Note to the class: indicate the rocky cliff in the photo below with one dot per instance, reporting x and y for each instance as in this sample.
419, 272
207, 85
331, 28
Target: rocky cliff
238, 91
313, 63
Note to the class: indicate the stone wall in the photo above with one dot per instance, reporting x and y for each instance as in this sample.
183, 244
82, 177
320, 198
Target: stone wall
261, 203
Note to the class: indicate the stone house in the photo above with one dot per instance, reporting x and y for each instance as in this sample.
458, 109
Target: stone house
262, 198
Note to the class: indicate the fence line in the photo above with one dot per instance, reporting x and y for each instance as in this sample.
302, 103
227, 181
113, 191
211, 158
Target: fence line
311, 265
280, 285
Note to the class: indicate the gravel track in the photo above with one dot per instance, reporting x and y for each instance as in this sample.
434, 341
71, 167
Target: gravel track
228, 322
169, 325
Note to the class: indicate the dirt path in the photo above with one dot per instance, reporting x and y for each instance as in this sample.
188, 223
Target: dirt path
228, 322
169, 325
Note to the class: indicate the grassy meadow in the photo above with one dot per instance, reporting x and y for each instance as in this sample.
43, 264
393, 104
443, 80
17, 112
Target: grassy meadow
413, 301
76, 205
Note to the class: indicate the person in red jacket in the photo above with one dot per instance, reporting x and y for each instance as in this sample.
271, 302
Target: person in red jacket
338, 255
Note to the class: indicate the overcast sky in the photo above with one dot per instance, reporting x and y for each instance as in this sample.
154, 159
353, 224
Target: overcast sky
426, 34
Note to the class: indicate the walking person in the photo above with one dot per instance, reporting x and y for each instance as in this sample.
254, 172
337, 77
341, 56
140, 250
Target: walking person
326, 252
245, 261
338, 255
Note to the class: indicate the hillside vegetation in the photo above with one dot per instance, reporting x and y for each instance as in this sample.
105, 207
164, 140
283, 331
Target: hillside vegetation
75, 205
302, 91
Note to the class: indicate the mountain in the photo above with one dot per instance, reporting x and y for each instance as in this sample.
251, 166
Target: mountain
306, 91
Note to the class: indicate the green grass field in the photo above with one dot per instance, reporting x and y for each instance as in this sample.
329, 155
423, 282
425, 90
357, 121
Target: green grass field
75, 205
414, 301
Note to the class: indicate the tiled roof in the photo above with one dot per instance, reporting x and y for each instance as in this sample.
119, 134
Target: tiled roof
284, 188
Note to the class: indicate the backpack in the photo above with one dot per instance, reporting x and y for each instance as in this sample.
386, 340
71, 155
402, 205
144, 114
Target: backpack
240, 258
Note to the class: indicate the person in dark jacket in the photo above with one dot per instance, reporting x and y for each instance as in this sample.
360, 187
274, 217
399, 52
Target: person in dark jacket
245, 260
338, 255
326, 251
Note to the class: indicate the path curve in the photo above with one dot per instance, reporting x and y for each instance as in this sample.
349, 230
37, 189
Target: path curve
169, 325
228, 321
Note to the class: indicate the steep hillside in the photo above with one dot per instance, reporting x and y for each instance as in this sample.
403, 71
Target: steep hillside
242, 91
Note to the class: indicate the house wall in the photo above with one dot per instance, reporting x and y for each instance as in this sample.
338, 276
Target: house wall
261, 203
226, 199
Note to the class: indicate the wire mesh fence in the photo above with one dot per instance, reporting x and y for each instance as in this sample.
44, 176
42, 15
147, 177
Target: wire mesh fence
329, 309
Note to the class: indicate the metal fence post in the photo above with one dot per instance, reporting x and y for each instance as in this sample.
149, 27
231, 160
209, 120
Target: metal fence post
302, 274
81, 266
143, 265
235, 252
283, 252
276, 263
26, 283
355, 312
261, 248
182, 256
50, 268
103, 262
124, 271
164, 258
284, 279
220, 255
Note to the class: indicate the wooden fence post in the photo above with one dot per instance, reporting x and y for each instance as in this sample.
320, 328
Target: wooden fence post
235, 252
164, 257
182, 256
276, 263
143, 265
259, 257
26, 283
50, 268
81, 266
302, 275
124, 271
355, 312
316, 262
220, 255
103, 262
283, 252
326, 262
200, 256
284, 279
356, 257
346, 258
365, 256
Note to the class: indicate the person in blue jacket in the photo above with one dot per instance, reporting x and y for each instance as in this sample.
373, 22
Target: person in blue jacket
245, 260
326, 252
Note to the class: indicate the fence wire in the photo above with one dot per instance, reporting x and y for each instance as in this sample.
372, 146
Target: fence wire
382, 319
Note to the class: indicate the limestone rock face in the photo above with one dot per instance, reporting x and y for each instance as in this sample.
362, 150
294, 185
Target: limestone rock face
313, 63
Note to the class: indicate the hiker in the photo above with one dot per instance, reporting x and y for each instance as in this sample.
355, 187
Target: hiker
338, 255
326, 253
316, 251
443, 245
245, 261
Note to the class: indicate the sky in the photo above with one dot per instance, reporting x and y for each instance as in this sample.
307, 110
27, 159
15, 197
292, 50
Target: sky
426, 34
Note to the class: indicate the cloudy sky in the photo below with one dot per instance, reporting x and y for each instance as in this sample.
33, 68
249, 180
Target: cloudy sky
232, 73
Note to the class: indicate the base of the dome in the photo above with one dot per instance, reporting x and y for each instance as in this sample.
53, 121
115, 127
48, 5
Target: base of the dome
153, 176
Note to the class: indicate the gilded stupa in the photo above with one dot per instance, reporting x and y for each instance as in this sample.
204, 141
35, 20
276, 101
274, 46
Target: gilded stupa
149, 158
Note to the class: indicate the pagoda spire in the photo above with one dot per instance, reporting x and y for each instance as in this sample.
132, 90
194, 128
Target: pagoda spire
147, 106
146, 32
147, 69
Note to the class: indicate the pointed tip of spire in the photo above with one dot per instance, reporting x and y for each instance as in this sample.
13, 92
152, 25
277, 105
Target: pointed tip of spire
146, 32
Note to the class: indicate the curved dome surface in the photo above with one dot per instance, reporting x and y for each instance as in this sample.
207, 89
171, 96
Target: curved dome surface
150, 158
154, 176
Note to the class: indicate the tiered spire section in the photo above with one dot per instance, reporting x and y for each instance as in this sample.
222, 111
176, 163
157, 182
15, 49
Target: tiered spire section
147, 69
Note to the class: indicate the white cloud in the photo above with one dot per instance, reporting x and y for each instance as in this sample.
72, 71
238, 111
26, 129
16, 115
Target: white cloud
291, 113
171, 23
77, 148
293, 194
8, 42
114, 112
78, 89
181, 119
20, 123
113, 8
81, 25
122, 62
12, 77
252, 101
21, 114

▶ **Exercise details**:
Pull every line containing "below" from the entries above and copy it.

▶ **Solution for this problem**:
Note to the class: indicate the rocky cliff in the photo below with one dot per instance, reporting x and y for each instance as in this sample.
Note to the class: indicate the cloudy sky in the photo below with one dot per instance, reporting x and y for each instance as in this sample.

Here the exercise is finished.